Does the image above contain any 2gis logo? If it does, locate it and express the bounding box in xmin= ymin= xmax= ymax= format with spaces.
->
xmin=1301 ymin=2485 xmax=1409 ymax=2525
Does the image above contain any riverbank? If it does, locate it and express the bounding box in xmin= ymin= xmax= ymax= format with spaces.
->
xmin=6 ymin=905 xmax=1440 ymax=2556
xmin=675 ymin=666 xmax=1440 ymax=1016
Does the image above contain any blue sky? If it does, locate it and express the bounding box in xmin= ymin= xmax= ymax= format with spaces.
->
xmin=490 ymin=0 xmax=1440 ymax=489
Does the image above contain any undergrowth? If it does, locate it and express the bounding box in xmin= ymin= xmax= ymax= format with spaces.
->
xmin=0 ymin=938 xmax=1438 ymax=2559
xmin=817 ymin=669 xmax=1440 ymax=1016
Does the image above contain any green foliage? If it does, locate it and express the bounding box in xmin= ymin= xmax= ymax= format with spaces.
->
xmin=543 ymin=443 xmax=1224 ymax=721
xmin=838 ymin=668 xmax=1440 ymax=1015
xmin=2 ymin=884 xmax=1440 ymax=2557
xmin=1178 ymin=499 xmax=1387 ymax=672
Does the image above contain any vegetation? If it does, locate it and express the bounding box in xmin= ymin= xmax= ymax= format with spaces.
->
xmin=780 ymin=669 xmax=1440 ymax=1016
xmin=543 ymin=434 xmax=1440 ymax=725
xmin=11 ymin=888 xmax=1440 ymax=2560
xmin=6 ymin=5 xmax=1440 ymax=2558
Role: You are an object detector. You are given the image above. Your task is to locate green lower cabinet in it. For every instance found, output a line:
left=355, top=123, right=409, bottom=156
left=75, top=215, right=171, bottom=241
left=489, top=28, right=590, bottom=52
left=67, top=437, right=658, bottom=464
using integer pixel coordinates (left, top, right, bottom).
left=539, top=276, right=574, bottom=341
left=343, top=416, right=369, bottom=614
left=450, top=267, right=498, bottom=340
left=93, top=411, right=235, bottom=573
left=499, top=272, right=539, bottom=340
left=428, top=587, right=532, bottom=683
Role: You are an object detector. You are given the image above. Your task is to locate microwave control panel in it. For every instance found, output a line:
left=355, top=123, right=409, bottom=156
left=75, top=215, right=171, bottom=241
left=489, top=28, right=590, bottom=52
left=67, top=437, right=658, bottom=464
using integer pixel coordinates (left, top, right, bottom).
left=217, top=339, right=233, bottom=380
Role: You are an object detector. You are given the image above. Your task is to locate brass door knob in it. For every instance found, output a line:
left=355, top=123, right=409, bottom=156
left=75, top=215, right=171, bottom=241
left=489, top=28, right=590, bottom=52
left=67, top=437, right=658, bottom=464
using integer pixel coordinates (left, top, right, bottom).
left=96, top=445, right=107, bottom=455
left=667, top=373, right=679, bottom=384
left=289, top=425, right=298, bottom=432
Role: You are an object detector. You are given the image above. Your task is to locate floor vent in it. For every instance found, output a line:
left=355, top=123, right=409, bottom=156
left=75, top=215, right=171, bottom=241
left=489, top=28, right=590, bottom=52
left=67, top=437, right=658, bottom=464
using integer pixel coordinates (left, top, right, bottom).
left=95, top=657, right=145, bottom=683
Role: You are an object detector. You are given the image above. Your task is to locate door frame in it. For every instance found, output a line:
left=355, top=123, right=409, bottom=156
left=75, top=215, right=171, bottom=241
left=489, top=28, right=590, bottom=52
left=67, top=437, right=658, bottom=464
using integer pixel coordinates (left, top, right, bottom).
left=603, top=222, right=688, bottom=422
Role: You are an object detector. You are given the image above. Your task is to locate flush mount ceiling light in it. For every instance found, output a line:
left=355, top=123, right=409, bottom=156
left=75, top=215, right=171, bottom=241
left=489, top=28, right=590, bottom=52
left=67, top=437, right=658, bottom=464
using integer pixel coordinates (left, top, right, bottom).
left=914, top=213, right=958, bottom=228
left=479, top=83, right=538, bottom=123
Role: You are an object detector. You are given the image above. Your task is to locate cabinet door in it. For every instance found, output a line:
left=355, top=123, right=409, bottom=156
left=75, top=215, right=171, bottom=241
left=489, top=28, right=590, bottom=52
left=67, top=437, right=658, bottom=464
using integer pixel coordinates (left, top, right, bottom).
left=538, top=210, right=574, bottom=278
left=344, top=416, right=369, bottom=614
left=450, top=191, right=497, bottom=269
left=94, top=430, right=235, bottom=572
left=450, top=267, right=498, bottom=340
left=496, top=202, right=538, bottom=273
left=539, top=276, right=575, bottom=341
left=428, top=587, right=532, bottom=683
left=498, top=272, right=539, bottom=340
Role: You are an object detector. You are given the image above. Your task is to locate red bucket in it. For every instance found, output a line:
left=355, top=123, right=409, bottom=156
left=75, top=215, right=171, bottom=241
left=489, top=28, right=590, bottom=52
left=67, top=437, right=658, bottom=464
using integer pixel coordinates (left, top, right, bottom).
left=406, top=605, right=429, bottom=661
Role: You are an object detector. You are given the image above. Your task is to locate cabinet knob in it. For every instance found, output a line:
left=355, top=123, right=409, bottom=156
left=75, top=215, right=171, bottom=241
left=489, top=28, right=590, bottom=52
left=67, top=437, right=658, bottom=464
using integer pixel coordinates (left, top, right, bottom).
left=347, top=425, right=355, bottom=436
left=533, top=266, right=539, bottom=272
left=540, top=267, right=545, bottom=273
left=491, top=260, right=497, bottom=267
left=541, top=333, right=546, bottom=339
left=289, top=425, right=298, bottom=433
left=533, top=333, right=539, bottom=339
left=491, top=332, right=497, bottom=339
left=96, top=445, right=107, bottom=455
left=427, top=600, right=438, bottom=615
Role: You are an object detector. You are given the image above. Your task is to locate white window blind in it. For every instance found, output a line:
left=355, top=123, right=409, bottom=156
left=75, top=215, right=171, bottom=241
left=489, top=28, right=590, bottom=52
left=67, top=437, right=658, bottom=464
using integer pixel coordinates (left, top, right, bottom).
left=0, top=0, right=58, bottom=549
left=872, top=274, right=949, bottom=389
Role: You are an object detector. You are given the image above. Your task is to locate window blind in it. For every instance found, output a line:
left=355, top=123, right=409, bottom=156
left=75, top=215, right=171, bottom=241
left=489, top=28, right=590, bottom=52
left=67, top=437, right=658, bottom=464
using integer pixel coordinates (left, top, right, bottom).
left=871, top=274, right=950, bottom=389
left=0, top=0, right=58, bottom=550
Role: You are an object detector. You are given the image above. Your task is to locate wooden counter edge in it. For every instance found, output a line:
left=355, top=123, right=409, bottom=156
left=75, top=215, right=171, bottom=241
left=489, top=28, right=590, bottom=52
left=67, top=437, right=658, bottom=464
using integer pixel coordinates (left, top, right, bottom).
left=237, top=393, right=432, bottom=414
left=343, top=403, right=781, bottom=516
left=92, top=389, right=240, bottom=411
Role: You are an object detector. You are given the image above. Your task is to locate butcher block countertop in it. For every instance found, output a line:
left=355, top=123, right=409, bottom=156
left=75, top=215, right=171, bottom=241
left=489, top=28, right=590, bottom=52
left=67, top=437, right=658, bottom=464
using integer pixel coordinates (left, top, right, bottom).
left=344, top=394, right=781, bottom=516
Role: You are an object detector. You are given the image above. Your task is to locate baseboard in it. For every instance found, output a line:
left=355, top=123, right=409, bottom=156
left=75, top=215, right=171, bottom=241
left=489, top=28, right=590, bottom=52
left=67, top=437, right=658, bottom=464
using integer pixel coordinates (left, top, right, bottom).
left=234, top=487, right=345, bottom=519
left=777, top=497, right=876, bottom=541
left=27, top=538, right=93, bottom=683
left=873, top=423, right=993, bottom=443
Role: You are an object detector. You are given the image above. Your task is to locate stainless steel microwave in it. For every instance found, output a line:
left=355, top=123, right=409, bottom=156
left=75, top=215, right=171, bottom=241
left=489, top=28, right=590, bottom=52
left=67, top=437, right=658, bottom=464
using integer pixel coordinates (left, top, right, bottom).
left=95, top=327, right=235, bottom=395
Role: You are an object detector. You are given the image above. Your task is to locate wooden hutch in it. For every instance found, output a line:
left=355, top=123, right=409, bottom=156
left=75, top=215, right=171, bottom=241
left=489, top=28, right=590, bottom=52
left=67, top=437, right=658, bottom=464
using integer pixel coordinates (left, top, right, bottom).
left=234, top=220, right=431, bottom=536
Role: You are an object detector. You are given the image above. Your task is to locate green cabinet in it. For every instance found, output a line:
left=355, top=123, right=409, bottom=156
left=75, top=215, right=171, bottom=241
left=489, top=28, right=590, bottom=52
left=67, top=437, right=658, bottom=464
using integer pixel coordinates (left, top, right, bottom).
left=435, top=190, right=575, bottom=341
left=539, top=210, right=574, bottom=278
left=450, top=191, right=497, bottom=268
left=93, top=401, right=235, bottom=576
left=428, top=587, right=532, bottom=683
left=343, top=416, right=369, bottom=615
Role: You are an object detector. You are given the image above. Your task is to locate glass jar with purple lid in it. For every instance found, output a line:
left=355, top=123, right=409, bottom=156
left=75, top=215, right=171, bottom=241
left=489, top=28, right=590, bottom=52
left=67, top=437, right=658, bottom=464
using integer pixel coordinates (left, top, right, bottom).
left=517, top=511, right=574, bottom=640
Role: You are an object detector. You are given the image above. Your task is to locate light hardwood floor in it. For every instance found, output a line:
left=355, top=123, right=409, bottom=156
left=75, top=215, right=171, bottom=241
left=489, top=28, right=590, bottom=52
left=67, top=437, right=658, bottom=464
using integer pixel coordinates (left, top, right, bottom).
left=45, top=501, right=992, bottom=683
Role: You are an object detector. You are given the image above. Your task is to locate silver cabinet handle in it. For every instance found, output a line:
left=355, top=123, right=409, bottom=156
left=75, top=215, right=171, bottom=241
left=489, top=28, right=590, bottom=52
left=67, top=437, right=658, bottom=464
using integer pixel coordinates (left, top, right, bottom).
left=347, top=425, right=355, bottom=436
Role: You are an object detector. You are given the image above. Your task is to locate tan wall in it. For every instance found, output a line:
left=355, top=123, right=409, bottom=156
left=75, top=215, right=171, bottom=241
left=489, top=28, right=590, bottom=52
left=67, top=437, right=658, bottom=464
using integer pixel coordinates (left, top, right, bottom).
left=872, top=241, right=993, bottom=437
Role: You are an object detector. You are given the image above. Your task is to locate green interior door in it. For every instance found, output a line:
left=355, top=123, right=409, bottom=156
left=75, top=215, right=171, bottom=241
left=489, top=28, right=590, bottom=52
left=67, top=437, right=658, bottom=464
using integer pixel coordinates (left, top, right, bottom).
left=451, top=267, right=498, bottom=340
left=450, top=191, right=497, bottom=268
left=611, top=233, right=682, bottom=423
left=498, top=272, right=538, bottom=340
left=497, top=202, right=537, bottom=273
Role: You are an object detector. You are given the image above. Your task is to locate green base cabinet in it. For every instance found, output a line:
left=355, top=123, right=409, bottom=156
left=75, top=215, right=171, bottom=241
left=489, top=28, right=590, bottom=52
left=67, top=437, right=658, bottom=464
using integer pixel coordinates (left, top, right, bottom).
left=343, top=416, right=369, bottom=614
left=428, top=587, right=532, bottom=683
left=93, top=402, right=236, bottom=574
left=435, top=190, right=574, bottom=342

----

> [WHAT THE EXERCISE ASKS]: Collect each line above holding the string "knob".

> [RESPONSE TO THE EXERCISE]:
Role: You are an object detector. You are given the image above. Your task is to locate brass door knob in it. For every instance found, output a line:
Role: You are an object detector. You are given the image above. Your task is to locate cabinet knob in it. For every instance found, output a line:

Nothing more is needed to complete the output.